■ **TEXTE FOURNI**
━━━━━━

Povre je suys, dés ma jeunesse,
De povre et de petite extrace.
Mon pere n’euct oncq grant richesse,
Ne son ayeul, nommé Erace.
(…) »
(Œuvres de François Villon par Paul Lacroix, pages 74 et 75)
Il garda toute sa vie, beaucoup d’amour et de respect pour son père et sa mère, comme il l’écrit dans ses poèmes :
« XXXVIII.
Si ne suis, bien le considere,
Filz d’ange, portant dyademe
D’estoille ne d’autre sydère.
Mon père est mort, Dieu en ayt l’ame!
Quant est du corps, il gyst soubz lame...
(…) »
(Œuvres de François Villon par Paul Lacroix, page 76)
Son père est mort très tôt. Sa mère illettrée a vécu longtemps puisqu’elle était paroissienne d’une église quand Villon a écrit le Grand Testament, à plus de trente ans. (Auguste Longnon, Étude biographique sur François Villon, page 31). Il a célébré sa mère comme dans « BALLADE QUE VILLON FEIT A LA REQUESTE DE SA MÈRE, POUR PRIER NOSTRE-DAME », en se mettant à sa place :
« (…)

━━━━━━

■ **CONSIGNES**
A. Indiquez si chaque affirmation concorde avec le passage sur François Villon. Répondez par oui ou non, puis citez mot pour mot les termes du passage qui tranchent. (i) Le père de Villon est mort jeune. (ii) La mère de Villon savait lire. (iii) Villon avait moins de trente ans lorsqu'il a écrit le Grand Testament.
B. Dans le passage sur François Villon, quel ouvrage d'Auguste Longnon est cité ?
C. Donnez la suite du passage sur François Villon, s'il vous plaît, à partir de l'endroit où il s'arrête.
Les lignes qui suivent forment un matériau distinct du passage sur François Villon.

(Entrées d'annotation par cadres de délimitation)

━━━━━━

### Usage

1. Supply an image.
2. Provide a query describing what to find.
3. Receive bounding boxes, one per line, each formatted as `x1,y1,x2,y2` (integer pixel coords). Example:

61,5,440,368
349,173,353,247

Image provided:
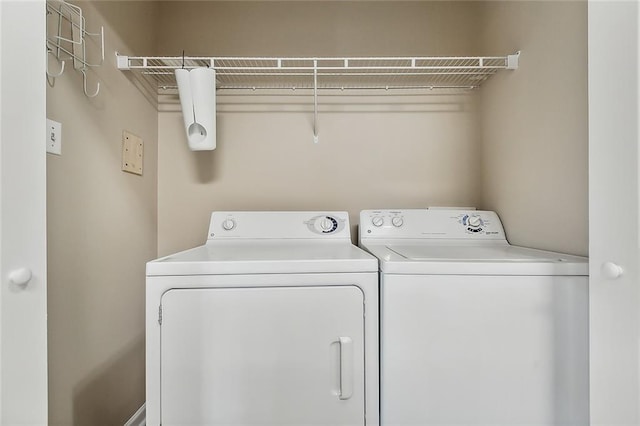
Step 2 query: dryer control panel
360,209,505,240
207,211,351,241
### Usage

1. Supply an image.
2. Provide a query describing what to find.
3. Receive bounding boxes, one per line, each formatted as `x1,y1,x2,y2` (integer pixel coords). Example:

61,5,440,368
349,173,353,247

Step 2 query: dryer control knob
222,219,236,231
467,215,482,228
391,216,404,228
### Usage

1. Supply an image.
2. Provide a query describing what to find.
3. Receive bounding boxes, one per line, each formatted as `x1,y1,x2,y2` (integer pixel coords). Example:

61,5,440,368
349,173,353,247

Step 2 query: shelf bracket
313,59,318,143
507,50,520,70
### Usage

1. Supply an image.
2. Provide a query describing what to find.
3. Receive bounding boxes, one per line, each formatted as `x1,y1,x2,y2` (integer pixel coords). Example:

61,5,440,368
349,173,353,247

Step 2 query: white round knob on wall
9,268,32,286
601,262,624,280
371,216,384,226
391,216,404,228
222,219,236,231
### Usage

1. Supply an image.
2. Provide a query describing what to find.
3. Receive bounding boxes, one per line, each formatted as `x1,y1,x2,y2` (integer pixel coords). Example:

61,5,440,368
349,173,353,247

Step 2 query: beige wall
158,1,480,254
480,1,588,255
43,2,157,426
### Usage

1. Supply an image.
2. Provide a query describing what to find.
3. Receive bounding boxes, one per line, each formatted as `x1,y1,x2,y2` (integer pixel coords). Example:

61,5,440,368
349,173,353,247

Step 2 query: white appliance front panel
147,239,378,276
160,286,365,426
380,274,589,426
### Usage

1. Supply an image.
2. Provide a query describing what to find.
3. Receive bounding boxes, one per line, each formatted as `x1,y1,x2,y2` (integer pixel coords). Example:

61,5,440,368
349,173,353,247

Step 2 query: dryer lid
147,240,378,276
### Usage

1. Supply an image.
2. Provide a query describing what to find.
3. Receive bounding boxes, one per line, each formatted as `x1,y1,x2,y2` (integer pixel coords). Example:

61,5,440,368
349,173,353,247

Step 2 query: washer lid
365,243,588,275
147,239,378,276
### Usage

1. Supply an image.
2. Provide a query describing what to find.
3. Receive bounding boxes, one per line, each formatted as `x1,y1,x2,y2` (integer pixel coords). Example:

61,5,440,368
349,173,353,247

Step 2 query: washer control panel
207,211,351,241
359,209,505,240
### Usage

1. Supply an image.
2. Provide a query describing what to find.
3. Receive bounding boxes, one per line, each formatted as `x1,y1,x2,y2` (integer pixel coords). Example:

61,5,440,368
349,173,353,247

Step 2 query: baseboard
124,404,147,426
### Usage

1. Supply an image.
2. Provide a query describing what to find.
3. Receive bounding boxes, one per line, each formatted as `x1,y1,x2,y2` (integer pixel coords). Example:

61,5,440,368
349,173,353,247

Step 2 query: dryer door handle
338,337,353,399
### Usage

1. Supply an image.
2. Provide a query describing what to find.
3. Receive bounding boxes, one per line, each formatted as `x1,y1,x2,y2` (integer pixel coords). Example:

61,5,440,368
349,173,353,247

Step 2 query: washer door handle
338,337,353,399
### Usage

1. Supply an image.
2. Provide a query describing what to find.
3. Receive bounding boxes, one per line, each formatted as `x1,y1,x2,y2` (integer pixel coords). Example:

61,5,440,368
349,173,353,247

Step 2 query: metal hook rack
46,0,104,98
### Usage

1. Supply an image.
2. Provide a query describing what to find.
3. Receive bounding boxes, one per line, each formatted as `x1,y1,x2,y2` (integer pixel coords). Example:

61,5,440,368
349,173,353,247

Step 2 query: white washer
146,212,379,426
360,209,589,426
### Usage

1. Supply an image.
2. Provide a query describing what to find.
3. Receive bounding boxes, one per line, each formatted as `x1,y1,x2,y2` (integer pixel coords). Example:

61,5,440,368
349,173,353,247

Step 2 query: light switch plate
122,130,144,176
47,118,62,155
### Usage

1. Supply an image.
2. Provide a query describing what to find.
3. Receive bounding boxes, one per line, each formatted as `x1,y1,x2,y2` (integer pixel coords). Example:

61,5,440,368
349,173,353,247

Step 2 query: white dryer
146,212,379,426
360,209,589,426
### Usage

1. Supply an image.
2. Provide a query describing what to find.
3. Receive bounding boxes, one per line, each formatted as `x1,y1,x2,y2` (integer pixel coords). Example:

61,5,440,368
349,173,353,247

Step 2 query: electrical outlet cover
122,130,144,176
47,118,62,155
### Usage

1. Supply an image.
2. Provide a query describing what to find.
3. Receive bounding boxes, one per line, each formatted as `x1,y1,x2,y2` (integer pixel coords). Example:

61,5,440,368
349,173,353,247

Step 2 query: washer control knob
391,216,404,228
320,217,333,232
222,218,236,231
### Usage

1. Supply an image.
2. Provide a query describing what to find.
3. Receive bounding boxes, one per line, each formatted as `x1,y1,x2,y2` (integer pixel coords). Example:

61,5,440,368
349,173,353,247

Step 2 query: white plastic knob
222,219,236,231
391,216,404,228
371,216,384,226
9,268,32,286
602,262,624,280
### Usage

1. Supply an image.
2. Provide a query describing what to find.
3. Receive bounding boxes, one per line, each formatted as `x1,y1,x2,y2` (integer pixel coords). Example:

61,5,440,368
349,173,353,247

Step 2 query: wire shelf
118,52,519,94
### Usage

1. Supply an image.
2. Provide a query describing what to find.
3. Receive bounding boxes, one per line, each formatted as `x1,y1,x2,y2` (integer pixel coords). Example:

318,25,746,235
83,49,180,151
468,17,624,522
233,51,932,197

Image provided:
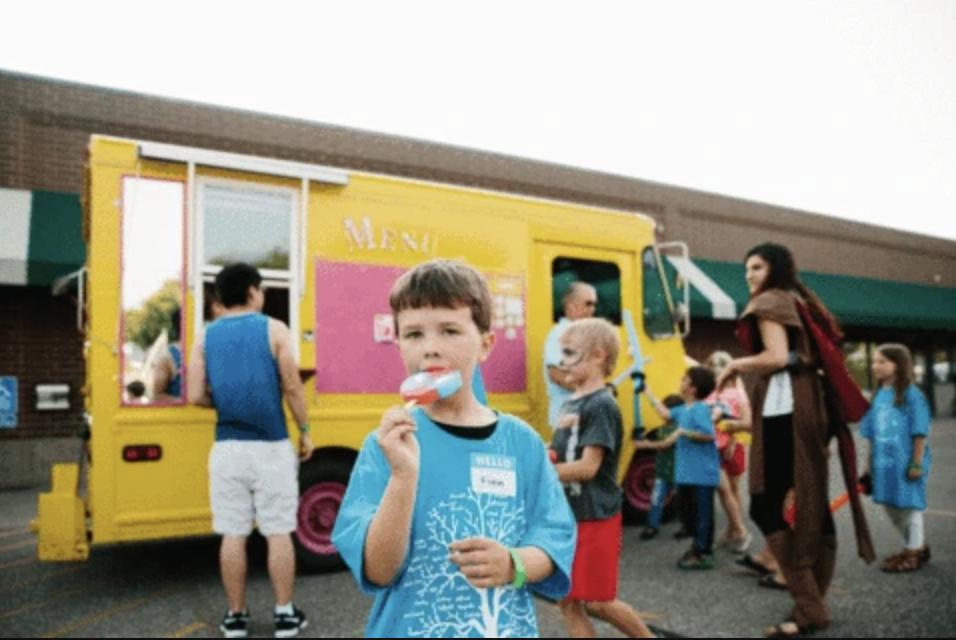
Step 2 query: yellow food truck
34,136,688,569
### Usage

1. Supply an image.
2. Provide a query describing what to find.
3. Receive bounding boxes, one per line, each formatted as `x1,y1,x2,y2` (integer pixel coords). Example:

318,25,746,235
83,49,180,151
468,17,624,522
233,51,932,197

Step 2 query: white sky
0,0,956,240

━━━━━━

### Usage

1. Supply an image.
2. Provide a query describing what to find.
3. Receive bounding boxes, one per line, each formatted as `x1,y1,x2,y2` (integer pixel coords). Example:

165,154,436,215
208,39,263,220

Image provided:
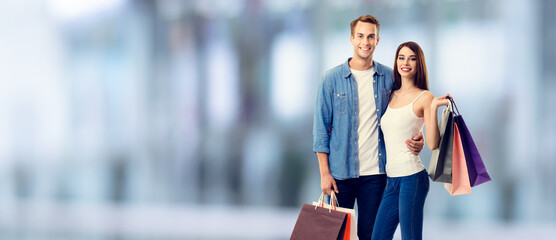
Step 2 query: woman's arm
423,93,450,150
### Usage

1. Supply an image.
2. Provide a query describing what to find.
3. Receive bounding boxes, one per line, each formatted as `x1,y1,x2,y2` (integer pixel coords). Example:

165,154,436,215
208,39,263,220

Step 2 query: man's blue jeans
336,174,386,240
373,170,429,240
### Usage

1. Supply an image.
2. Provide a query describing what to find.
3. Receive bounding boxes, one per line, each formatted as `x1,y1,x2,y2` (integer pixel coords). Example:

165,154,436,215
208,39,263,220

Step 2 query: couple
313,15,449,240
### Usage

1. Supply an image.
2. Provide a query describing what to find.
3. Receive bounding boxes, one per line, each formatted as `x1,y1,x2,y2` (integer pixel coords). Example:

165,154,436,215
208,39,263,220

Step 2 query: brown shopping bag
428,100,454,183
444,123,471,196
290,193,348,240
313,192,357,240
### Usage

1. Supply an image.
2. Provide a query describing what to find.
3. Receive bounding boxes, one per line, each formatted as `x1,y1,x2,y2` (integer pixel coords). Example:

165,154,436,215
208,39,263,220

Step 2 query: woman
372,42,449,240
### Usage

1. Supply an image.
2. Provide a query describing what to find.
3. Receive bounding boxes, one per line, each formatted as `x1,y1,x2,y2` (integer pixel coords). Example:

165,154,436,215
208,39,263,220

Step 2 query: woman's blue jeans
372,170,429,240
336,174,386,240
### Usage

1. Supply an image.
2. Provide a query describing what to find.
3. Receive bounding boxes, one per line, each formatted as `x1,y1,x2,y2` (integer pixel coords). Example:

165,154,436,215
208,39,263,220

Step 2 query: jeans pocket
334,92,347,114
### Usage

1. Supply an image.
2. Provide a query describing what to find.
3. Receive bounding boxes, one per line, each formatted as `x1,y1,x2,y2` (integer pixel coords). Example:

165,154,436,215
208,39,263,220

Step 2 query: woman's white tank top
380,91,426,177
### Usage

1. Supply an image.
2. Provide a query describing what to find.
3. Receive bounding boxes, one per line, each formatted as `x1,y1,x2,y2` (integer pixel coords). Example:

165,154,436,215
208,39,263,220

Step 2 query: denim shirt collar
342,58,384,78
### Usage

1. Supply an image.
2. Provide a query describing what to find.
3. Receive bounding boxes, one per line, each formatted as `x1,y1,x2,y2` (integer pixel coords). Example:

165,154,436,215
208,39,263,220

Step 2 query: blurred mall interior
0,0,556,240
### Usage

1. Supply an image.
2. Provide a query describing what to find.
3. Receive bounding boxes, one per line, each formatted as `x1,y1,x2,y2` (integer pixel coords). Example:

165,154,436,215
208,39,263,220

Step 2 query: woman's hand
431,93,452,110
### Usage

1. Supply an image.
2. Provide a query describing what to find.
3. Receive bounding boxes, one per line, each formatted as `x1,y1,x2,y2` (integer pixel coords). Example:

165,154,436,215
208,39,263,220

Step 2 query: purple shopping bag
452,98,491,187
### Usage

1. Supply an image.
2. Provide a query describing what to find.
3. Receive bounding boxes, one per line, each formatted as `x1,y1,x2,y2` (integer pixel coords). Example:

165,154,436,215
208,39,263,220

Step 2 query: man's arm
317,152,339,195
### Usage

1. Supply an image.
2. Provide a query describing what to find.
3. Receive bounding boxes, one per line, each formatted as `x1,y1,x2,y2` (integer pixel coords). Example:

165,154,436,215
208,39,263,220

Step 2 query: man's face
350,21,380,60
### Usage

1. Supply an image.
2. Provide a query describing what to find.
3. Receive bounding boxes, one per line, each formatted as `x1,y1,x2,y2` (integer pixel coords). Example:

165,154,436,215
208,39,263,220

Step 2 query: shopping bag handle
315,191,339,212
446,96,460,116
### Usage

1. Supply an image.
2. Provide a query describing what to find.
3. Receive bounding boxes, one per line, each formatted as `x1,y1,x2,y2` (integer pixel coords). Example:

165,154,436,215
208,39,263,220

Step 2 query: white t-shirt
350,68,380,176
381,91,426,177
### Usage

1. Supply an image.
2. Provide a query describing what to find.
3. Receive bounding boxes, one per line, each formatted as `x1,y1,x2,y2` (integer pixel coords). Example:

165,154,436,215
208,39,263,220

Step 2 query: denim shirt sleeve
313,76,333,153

━━━━━━

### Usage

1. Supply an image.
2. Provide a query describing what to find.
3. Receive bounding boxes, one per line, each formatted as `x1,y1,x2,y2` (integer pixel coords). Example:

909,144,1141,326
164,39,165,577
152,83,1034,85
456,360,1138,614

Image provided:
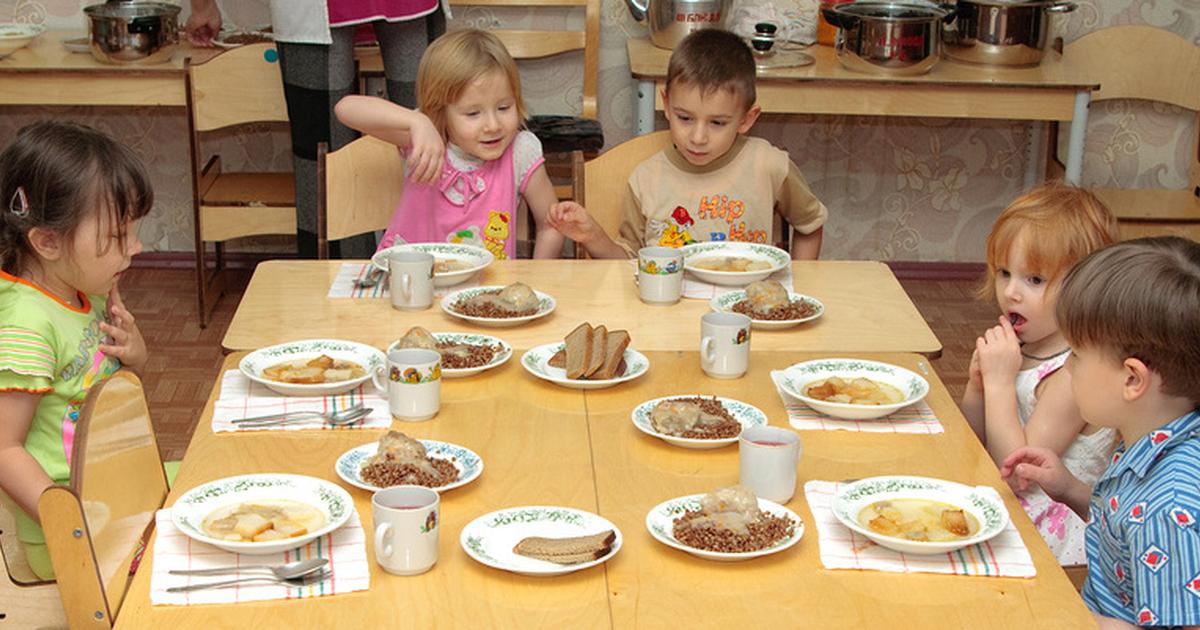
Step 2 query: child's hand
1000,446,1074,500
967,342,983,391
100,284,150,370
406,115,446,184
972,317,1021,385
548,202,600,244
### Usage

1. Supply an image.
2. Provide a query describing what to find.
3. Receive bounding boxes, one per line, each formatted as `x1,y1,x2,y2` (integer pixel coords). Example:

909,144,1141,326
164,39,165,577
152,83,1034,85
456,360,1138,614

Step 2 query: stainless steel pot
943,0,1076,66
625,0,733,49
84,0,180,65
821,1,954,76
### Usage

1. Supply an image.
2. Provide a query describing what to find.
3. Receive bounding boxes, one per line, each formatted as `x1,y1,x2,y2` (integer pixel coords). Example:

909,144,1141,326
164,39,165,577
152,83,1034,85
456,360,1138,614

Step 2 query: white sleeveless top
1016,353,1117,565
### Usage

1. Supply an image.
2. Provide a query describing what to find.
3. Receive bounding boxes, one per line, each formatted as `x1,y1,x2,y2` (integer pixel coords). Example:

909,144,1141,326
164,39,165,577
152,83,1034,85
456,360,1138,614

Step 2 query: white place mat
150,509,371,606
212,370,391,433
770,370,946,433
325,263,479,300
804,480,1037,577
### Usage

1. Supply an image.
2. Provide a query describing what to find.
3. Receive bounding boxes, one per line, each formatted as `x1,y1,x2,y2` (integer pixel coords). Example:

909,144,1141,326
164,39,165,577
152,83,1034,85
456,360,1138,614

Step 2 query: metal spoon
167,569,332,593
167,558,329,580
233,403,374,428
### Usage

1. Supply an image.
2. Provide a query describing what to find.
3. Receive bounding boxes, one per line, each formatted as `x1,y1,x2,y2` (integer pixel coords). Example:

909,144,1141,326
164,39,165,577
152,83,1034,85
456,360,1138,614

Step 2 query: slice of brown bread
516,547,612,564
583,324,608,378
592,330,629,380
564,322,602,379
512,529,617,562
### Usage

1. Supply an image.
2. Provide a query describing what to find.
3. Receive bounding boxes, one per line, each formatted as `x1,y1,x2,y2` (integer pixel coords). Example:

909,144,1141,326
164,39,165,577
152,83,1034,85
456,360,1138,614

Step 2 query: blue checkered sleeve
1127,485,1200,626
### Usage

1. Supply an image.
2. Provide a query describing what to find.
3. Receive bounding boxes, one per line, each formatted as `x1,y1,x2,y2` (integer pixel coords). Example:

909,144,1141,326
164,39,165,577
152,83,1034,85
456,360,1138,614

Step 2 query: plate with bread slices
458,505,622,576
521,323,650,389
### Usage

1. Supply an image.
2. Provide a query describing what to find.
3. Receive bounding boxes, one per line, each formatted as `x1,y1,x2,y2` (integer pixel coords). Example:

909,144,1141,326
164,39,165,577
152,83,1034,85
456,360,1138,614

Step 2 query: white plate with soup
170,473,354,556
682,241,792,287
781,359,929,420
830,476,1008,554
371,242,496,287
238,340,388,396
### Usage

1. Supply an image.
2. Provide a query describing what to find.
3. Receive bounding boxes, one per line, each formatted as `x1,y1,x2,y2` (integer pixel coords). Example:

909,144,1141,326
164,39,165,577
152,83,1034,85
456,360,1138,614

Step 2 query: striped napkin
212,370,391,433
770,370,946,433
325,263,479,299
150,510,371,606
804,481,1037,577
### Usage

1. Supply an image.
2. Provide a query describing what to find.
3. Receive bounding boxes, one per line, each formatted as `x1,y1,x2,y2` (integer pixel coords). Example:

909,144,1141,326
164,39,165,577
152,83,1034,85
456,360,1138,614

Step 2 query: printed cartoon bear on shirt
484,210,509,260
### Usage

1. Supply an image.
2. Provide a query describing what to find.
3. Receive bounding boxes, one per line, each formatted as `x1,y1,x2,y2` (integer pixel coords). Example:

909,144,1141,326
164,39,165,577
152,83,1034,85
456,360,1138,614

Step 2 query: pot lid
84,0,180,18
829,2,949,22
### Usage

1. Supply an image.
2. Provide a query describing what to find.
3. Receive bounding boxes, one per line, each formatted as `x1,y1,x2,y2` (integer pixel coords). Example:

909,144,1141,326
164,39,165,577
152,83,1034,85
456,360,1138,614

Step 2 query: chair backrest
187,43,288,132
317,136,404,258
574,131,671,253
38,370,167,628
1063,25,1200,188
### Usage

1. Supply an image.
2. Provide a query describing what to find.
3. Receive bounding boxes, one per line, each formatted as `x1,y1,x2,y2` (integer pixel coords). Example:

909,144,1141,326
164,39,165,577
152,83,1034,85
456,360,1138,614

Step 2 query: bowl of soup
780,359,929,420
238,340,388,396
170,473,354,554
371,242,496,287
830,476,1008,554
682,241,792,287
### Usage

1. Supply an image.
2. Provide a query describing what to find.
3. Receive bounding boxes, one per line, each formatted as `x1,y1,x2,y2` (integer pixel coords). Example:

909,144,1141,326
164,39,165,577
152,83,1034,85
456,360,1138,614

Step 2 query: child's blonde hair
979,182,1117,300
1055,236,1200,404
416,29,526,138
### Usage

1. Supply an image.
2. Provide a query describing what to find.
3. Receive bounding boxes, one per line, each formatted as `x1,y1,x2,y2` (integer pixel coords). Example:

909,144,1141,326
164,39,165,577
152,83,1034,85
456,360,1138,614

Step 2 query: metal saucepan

━━━━━━

■ **RÉPONSES PAR CONSIGNE**
A.
(i) Oui : « Son père est mort très tôt. »
(ii) Non : « Sa mère illettrée »
(iii) Non : « à plus de trente ans »

B. Étude biographique sur François Villon.

C.
Femme je suis povrette et ancienne,
Qui riens ne sçay, oncques lettre ne leuz;
Au monstier voy dont suis parroissienne,
Paradis painct, où sont harpes et luz,
Et ung enfer où damnez sont boulluz:
L’ung me faict paour, l’autre joye et liesse.
(…) »
(Œuvres de François Villon par Paul Lacroix, page 76)
François Villon a été élevé par Maître Guillaume de Villon, personne d’importance : « prestre, exécuteur testamentaire », (Marcel Schwob, Villon François, page 114), chapelain de l’église collégiale de Saint-Benoît le Bétourné, à qui il doit son nom :
« LXXVII.
Item, et à mon plus que père
Maistre Guillaume de Villon,
Qui m’a esté plus doulx que mère
(…) »
(Œuvres de François Villon par Paul Lacroix, page 109)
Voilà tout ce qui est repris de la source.